• [Given information]:
====
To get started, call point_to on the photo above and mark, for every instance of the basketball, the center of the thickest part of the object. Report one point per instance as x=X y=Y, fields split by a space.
====
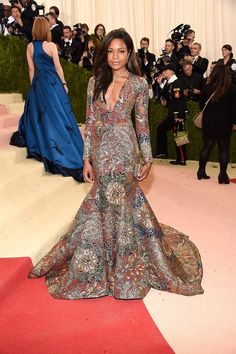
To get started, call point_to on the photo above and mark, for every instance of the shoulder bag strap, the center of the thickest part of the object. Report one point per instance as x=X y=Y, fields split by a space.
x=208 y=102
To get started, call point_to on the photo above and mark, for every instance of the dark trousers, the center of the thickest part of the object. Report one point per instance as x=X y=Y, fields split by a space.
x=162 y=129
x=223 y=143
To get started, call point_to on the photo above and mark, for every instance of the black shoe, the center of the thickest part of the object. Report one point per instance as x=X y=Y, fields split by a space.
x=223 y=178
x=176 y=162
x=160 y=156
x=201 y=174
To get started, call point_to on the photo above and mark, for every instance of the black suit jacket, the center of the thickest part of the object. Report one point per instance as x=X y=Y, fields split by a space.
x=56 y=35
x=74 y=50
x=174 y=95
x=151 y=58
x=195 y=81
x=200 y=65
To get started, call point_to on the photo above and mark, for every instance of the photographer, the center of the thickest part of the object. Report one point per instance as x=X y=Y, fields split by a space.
====
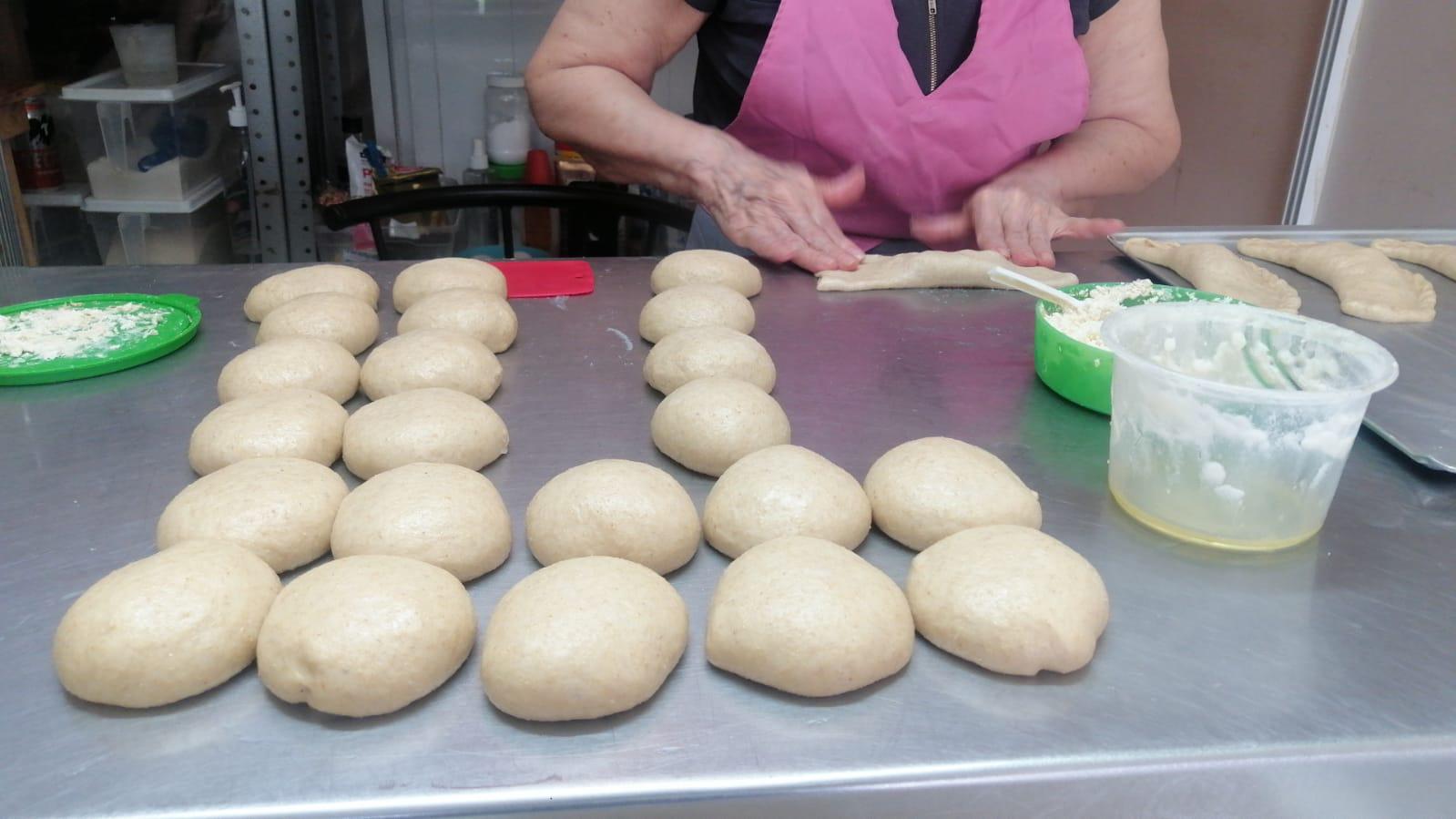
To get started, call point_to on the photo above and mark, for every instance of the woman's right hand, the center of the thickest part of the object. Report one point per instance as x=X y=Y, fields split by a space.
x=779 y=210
====
• [The request]:
Pick out every line of the material above that contains the word "black", matching case exactly, and copy each of those lines.

• [Correct response]:
To get started, call point_to on the photo above and mark, for every instance of the black shoe, the center of the thickest part of the object. Report one point per instance as x=X y=Y, fields split by a space.
To get started, call point_to on the photo above and mark, for every instance of the black suit jacket, the center of the thickest part of the object. Report one point per instance as x=X y=Y, fields split by a space.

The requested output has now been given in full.